### TASK TO COMPLETE
Copy out every one of the following rows word for word, changing nothing.

### SUPPLIED MATERIAL
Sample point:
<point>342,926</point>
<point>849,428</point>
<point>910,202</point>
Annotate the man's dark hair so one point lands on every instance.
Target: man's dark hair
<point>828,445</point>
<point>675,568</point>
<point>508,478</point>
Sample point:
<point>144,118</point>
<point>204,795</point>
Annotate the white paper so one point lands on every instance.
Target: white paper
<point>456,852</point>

### ANSWER TO THE TASK
Sample point:
<point>342,926</point>
<point>849,428</point>
<point>910,202</point>
Annotate the man's dark hair so one point lands on every instance.
Target: man's dark hair
<point>828,445</point>
<point>675,568</point>
<point>508,478</point>
Sample point:
<point>144,118</point>
<point>204,795</point>
Annotate the white paper so one point lands on every instance.
Target: white paper
<point>456,852</point>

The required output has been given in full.